■ Requirements:
Show every line from the items below that contains the word "windshield". Case counts.

■ Extracted information:
---

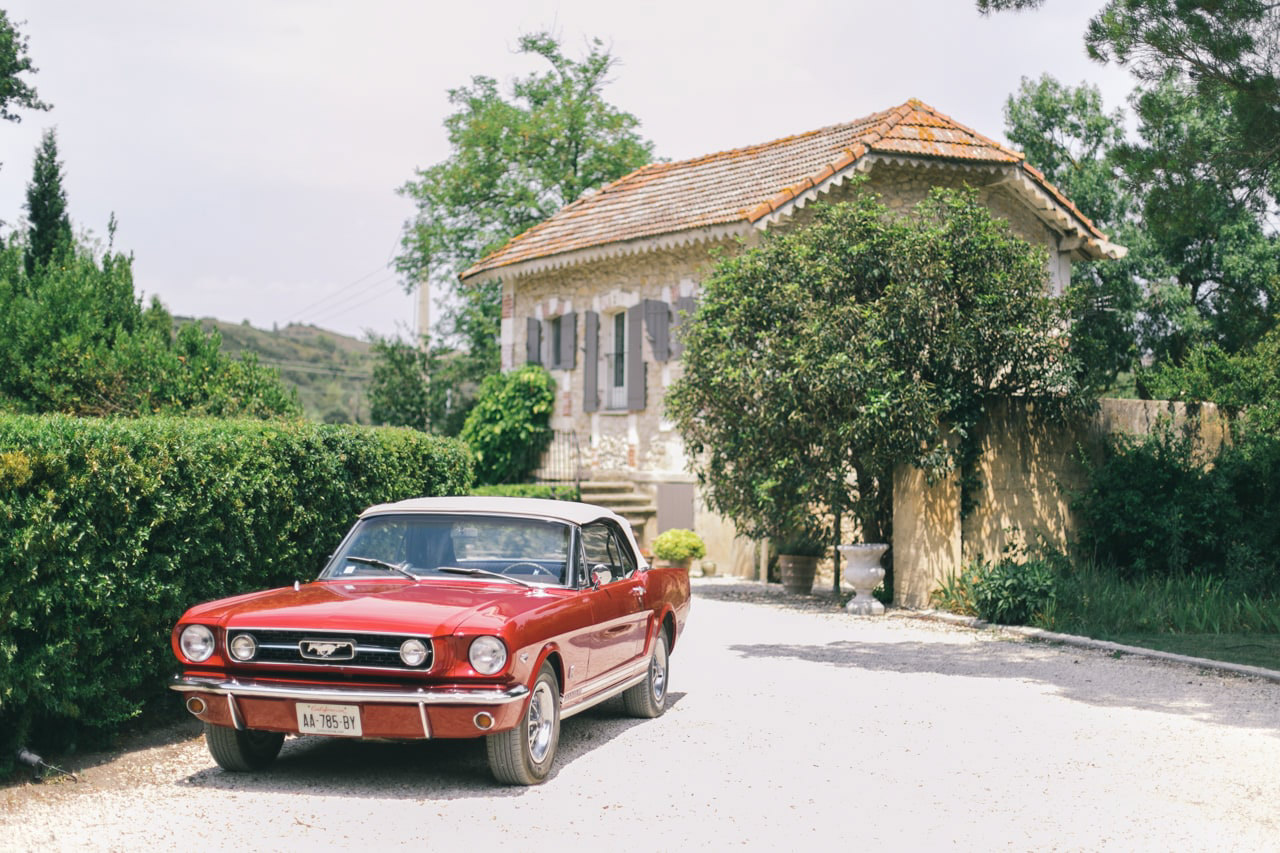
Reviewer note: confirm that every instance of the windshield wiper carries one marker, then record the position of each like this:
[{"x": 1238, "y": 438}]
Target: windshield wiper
[
  {"x": 483, "y": 573},
  {"x": 383, "y": 564}
]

---

■ Task solution:
Reviewer note: confirm that every instance of the windshield wiper carries one marker, then record the position of each like this:
Target: windshield wiper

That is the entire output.